**TASK BRIEF**
Once you have read the entries below, give them all again without any difference.
***
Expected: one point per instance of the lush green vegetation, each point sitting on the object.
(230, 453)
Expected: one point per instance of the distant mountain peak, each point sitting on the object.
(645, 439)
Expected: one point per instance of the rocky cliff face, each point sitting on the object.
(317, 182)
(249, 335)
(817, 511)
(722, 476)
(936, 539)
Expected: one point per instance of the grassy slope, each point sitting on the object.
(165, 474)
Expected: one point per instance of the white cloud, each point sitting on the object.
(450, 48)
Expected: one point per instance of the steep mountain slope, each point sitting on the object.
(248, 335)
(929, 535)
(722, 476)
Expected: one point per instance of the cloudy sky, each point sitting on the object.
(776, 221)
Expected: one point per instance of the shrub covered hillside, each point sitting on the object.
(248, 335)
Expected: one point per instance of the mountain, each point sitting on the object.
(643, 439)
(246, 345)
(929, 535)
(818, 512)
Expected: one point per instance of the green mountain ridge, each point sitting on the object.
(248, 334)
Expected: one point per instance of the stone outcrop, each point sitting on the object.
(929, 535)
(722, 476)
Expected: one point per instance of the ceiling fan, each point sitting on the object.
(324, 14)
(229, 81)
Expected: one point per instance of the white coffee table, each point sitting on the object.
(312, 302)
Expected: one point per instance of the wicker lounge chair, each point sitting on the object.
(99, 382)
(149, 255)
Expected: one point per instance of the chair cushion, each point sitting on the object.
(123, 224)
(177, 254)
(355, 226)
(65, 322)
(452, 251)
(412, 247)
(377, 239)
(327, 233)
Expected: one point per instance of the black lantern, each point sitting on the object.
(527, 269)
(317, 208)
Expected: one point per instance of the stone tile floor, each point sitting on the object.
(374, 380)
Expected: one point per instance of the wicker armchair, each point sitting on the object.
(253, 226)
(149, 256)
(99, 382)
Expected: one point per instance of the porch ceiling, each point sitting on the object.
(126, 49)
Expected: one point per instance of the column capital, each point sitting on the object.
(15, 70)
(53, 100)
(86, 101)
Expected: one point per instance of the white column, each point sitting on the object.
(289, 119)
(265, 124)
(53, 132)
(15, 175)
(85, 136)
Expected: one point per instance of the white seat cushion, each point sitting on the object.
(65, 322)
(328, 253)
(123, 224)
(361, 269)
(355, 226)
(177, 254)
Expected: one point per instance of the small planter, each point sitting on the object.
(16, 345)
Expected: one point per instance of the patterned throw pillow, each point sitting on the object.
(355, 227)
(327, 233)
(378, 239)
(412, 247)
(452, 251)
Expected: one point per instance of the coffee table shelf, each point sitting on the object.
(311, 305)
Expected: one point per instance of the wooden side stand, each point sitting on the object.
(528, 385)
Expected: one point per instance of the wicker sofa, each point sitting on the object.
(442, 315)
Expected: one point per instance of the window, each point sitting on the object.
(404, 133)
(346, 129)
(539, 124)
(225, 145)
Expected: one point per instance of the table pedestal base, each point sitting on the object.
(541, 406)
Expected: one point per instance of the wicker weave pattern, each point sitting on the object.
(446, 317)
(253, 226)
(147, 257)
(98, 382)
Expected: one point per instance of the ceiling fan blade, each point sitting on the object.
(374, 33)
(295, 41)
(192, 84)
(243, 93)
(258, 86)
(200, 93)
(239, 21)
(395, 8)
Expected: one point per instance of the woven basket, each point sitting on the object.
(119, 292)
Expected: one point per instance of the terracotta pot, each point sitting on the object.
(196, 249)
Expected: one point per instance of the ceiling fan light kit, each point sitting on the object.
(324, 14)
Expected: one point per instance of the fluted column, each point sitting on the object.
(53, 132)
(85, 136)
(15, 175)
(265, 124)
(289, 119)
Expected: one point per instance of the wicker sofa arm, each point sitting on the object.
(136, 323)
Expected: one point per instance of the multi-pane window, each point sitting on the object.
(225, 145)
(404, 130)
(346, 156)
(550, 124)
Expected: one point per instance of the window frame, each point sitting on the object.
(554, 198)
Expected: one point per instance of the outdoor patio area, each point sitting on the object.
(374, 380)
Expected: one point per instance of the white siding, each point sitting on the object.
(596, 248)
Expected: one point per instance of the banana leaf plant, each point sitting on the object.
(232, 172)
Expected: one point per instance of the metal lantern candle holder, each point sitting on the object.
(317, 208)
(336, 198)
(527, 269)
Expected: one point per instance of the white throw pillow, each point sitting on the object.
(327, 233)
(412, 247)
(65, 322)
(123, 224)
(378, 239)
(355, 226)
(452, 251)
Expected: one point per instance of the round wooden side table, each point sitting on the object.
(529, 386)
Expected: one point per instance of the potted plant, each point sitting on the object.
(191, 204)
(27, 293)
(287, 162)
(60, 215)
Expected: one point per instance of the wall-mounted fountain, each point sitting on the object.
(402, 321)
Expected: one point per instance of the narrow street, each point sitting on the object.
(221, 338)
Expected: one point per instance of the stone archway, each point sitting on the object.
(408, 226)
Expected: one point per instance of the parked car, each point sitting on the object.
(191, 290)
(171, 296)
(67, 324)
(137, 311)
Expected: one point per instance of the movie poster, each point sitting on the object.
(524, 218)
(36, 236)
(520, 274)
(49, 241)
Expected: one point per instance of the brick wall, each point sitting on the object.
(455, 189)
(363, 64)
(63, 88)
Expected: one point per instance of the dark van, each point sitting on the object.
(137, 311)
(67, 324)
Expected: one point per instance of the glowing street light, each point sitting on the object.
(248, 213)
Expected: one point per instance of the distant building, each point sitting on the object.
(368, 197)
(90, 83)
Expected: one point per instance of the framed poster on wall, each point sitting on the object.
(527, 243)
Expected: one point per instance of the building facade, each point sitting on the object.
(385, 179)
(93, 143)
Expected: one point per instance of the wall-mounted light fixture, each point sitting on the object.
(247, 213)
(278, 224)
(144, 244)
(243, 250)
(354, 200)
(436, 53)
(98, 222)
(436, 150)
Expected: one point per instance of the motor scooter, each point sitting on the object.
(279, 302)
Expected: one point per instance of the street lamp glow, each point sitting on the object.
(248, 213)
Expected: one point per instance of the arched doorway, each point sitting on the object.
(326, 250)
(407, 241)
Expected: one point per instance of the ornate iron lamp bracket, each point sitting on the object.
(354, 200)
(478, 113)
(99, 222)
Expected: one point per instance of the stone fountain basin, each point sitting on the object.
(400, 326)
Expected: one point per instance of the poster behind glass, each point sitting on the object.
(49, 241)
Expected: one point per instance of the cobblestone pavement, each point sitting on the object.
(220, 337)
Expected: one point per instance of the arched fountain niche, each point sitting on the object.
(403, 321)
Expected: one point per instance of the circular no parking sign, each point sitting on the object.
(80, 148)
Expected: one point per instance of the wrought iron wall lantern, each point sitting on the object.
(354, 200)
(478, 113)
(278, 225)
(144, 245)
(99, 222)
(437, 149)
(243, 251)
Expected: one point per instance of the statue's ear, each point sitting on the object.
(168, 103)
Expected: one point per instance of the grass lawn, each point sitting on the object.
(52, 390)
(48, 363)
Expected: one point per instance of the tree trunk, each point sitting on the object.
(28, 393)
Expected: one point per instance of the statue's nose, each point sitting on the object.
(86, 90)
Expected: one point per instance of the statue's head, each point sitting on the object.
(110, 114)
***
**RESPONSE AREA**
Expected: one point per instance of the lush green vegetation, each point sitting on the object.
(230, 453)
Expected: one point per instance of the distant mountain peak, each point sitting on the object.
(645, 439)
Expected: one point per instance of the rocky cliff face, each point sitting on the object.
(317, 182)
(249, 335)
(817, 511)
(722, 476)
(936, 539)
Expected: one point per instance of the grassy slope, each point sitting on the object.
(165, 474)
Expected: one point per instance of the white cloud, each point sitting on the object.
(450, 48)
Expected: one point per instance of the steep mountain slope, each point sitting on the object.
(248, 335)
(929, 535)
(722, 476)
Expected: one point per instance of the cloudy sky, each point sitting on the object.
(776, 221)
Expected: one point per instance of the shrub covered hillside, each point sitting on the object.
(248, 335)
Expected: one point per instance of the mountain, each point sitting on the object.
(643, 439)
(246, 345)
(929, 535)
(818, 512)
Expected: one point per instance of the green mountain ridge, each point sitting on the object.
(248, 334)
Expected: one point per instance of the stone outcrop, each point sitting on the object.
(929, 535)
(722, 476)
Expected: one point per instance of the ceiling fan, each point sitting on the object.
(324, 14)
(229, 81)
Expected: one point per instance of the white coffee table, each point sitting on the object.
(312, 302)
Expected: one point per instance of the wicker lounge chair, each point sitting on the object.
(99, 382)
(149, 255)
Expected: one point per instance of the chair cushion, each point sitting on the object.
(123, 224)
(177, 254)
(355, 226)
(65, 322)
(452, 251)
(412, 247)
(377, 239)
(327, 233)
Expected: one point per instance of the black lantern, each point sitting on the object.
(527, 269)
(317, 208)
Expected: one point per instance of the stone tile floor, each point sitting on the object.
(374, 380)
Expected: one point per instance of the wicker armchair, each point sitting on the object.
(253, 226)
(149, 256)
(99, 382)
Expected: one point per instance of the porch ceiling, each point sitting on the object.
(126, 49)
Expected: one point per instance of the column capital, each point sitting on the object.
(15, 70)
(53, 100)
(86, 101)
Expected: one point per instance of the white column, each point sitting on the object.
(289, 119)
(265, 124)
(53, 132)
(15, 175)
(85, 136)
Expected: one point per instance of the white seat cushion, each point sitting on the object.
(65, 322)
(328, 253)
(123, 224)
(361, 269)
(355, 226)
(177, 254)
Expected: one point per instance of the small planter, each point sitting on the object.
(16, 345)
Expected: one point per instance of the patterned throw pillow, each point sitting on the object.
(355, 227)
(327, 233)
(378, 239)
(412, 247)
(452, 251)
Expected: one point per instance of the coffee table shelf, each point sitting on the object.
(311, 305)
Expected: one point per instance of the wooden side stand, each point sitting on the object.
(528, 385)
Expected: one point per instance of the wicker sofa, each point sitting on the object.
(442, 315)
Expected: one point per instance of the window, each point sitting on the object.
(404, 133)
(346, 129)
(539, 124)
(225, 145)
Expected: one point per instance of the table pedestal base, each point sitting on the object.
(541, 406)
Expected: one point per instance of the wicker weave pattern, each point sitting on the object.
(446, 317)
(253, 226)
(147, 257)
(98, 382)
Expected: one point per instance of the ceiling fan blade, each point sitting on the object.
(374, 33)
(295, 41)
(192, 84)
(243, 93)
(258, 86)
(200, 93)
(239, 21)
(395, 8)
Expected: one point per instance of the woven basket, each point sitting on the object.
(119, 292)
Expected: one point per instance of the terracotta pot, each point sitting on the object.
(196, 249)
Expected: one point per instance of the ceiling fan light kit, each point sitting on the object.
(324, 14)
Expected: one point per instance of the fluted column, each point sitting on the object.
(53, 132)
(85, 136)
(15, 175)
(265, 124)
(289, 119)
Expected: one point per instance of the wicker sofa arm, each point sitting on the object.
(136, 323)
Expected: one point per instance of the multi-pane window, each point sitting on the object.
(225, 145)
(404, 130)
(346, 156)
(550, 124)
Expected: one point per instance of the window frame, each point sitting on the object.
(554, 198)
Expected: one point per instance of the outdoor patio area, each point sitting on the object.
(374, 380)
Expected: one point per instance of the white siding, each point sitting on the object.
(596, 248)
Expected: one point per instance of the banana leaf plant, each point sitting on the object.
(232, 172)
Expected: one point per instance of the metal lantern candle holder, each point sitting on the object.
(317, 208)
(336, 198)
(527, 269)
Expected: one point per instance of the white throw pillow, each point sitting on the object.
(327, 233)
(412, 247)
(65, 322)
(123, 224)
(378, 239)
(355, 226)
(452, 251)
Expected: one point per instance of the round wooden side table, each point sitting on the object.
(529, 386)
Expected: one point per instance of the potted plant, each point sitting on the object.
(191, 204)
(27, 293)
(287, 162)
(60, 215)
Expected: one point per instance of the wall-mounted fountain, each point sitting on the object.
(402, 321)
Expected: one point per instance of the narrow street, each point sitting on the object.
(221, 338)
Expected: one point per instance of the stone archway, each point sitting on the object.
(408, 226)
Expected: one point per instance of the parked car, each point sitting on the object.
(191, 290)
(171, 296)
(67, 324)
(137, 311)
Expected: one point per instance of the movie poster, each point sitting on the object.
(524, 218)
(36, 236)
(520, 274)
(49, 241)
Expected: one point per instance of the brick wall, each point sitting on the object.
(455, 189)
(363, 64)
(63, 88)
Expected: one point per instance of the dark van, each point sitting on the object.
(137, 311)
(67, 324)
Expected: one point per instance of the glowing street light, each point sitting on the object.
(248, 213)
Expected: one point per instance of the distant building, each point sitting on the object.
(368, 197)
(90, 83)
Expected: one point per instance of the framed poster on wall, each point sitting on the object.
(527, 243)
Expected: one point per instance of the building facade, each point sitting on the object.
(385, 179)
(93, 143)
Expected: one point per instance of the wall-mounted light fixture, each point sitting on the object.
(247, 213)
(278, 224)
(144, 244)
(243, 250)
(354, 200)
(436, 53)
(98, 222)
(436, 150)
Expected: one point per instance of the motor scooter, each point sitting on the object.
(279, 302)
Expected: one point per instance of the street lamp glow, each point sitting on the object.
(248, 213)
Expected: one point per instance of the arched doorway, each point sitting on the object.
(326, 250)
(407, 241)
Expected: one point per instance of the ornate iron lamp bracket, each point sitting on the object.
(354, 200)
(478, 113)
(99, 222)
Expected: one point per instance of the stone fountain basin, each point sitting on the object.
(400, 326)
Expected: one point per instance of the poster behind glass, each point sitting on the object.
(49, 241)
Expected: one point per instance of the cobblestone pavement, each point sitting on the object.
(220, 337)
Expected: one point per instance of the arched fountain niche, each point sitting on the object.
(403, 321)
Expected: one point per instance of the circular no parking sign, each point sitting on the object.
(80, 148)
Expected: one point per instance of the wrought iron wall lantern, each point sitting on the object.
(354, 200)
(478, 113)
(278, 225)
(144, 245)
(99, 222)
(437, 149)
(243, 251)
Expected: one point per instance of the statue's ear, each point sitting on the object.
(168, 103)
Expected: one point per instance of the grass lawn, each point sitting on the object.
(52, 390)
(48, 363)
Expected: one point per instance of the tree trunk, each point sitting on the object.
(28, 393)
Expected: one point per instance of the statue's nose, each point sitting on the object.
(86, 90)
Expected: one point per instance of the statue's head, each point sitting on the object.
(110, 114)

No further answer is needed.